Items stored from a collection
===

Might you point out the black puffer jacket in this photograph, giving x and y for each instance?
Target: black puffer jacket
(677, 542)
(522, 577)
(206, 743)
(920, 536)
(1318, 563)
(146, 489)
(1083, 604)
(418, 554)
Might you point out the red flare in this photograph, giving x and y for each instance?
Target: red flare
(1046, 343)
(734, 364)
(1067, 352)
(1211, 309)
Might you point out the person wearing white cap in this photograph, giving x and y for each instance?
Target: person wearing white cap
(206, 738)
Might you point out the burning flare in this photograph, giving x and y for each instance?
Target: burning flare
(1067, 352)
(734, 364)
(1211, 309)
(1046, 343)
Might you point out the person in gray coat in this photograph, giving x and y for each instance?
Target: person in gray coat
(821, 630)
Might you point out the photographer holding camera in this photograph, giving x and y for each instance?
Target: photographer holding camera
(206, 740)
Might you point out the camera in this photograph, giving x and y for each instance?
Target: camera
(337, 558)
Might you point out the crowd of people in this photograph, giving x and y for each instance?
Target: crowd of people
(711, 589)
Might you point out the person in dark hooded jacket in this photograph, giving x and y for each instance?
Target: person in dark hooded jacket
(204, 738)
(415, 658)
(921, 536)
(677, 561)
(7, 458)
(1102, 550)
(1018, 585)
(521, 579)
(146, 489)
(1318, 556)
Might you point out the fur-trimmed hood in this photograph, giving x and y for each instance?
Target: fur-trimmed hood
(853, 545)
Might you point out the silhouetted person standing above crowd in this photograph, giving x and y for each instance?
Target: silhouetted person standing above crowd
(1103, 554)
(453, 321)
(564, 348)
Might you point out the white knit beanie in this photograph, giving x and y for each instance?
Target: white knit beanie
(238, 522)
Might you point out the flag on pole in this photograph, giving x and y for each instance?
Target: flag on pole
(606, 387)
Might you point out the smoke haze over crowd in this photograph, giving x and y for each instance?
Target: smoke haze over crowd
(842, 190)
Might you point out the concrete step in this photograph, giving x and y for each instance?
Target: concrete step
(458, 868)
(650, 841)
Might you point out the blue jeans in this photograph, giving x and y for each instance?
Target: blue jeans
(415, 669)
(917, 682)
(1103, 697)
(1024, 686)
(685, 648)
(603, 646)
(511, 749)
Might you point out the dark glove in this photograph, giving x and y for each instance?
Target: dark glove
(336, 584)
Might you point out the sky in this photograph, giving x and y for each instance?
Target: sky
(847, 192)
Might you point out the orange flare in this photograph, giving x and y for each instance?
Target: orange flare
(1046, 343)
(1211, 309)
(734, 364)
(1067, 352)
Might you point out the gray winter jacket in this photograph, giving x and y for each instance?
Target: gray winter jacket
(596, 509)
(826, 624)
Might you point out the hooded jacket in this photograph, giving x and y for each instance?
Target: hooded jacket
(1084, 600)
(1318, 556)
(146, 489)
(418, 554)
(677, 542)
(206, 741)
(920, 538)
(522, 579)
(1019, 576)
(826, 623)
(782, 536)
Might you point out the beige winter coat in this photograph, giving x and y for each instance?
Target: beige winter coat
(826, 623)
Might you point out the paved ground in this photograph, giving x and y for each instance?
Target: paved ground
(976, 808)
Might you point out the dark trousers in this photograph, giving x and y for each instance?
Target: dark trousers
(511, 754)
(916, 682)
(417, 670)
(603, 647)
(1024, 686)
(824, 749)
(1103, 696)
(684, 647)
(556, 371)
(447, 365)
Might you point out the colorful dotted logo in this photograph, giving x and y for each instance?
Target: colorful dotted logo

===

What to produce: Set out every line of the listing above as a numbered list, omitting any blank lines.

Task result:
1. Might you point out the black puffer jacket in this photograph, giving x and y for each instance?
2. Target: black puffer jacket
3. (677, 542)
4. (522, 577)
5. (206, 743)
6. (920, 536)
7. (1318, 563)
8. (146, 489)
9. (1083, 604)
10. (418, 554)
11. Might you point out the red flare in this photograph, giving x and y for each instance?
12. Target: red flare
13. (1046, 343)
14. (734, 364)
15. (1067, 352)
16. (1211, 309)
17. Might you point out the person wearing white cap in this photograph, giving x and y for each instance?
18. Target: person wearing white cap
19. (206, 738)
20. Might you point out the burning flare in this photograph, giving x and y for each instance?
21. Target: burning flare
22. (1067, 352)
23. (734, 364)
24. (1211, 309)
25. (1046, 343)
26. Might you point out the person in gray coat in this photograph, giving x and y for each instance?
27. Target: person in gray coat
28. (821, 630)
29. Might you point out the photographer holding camera in this photograph, giving x and y for each instance?
30. Target: photographer holding camera
31. (206, 740)
32. Might you point out the camera in this photograph, giving x and y for each instance?
33. Target: camera
34. (337, 558)
35. Might you point out the crowd of people in this photograph, giving x and y for each instance?
36. Target: crowd of people
37. (711, 589)
38. Might you point out the person in dark hooded jacket in this photograph, giving x and y for each instance?
39. Target: person in dark hooded jacket
40. (204, 738)
41. (415, 658)
42. (921, 536)
43. (677, 561)
44. (7, 458)
45. (1102, 550)
46. (1018, 585)
47. (521, 579)
48. (146, 489)
49. (1318, 556)
50. Might you point out the fur-trimmed hood in this photograph, giving x and y for each instance?
51. Target: fur-trimmed hood
52. (853, 545)
53. Might you point out the silhouetted person standing above crowd in this photograph, giving x and y for each instance?
54. Target: silhouetted person standing above crowd
55. (1103, 554)
56. (453, 321)
57. (564, 348)
58. Might you point out the white knit beanie in this photograph, giving x and y for each instance?
59. Target: white knit beanie
60. (238, 522)
61. Might you point out the flag on pole in this photograph, giving x and y for each instance?
62. Target: flag on pole
63. (606, 387)
64. Might you point out the smoke haze over crowd in this photograph, giving x and y for each instance?
65. Target: smoke haze over crowd
66. (842, 190)
67. Might you point out the concrete step in this photograph, giving x and y for each instance?
68. Target: concrete step
69. (458, 868)
70. (650, 841)
71. Might you point out the blue jeans in this photograph, giving x and y for each instance?
72. Target: blue jeans
73. (415, 669)
74. (917, 682)
75. (1103, 697)
76. (1024, 686)
77. (685, 648)
78. (603, 646)
79. (511, 749)
80. Might you point out the dark glove in this photograph, giving x and y for each instance?
81. Target: dark glove
82. (336, 584)
83. Might you point out the sky in this photograph, giving x and y for each instance?
84. Target: sky
85. (847, 192)
86. Might you point out the orange flare in this photograph, giving x and y for each instance?
87. Target: orange flare
88. (1046, 343)
89. (1211, 309)
90. (734, 364)
91. (1067, 352)
92. Might you point out the gray winter jacket in this photograph, giving x and y for each instance?
93. Target: gray winter jacket
94. (596, 509)
95. (826, 624)
96. Might you point out the hooded jacket in this photograph, giving x and y for each instance?
97. Target: hooded jacket
98. (1084, 600)
99. (1318, 556)
100. (146, 489)
101. (418, 554)
102. (677, 542)
103. (206, 741)
104. (920, 538)
105. (522, 579)
106. (1019, 576)
107. (826, 623)
108. (782, 536)
109. Might you point out the beige winter coat in this photograph, giving x and y for each instance?
110. Target: beige winter coat
111. (826, 623)
112. Might you point out the paved ground in this photograph, giving x and y for each instance?
113. Target: paved ground
114. (976, 808)
115. Might you point out the dark trousers in this photograph, giving x and y for each instance?
116. Target: dark trousers
117. (511, 754)
118. (916, 682)
119. (417, 670)
120. (603, 647)
121. (1024, 686)
122. (824, 749)
123. (1103, 696)
124. (684, 647)
125. (556, 371)
126. (447, 365)
127. Might you point out the colorful dotted logo in this photograph, giving x and y for each instance?
128. Target: colorful dotted logo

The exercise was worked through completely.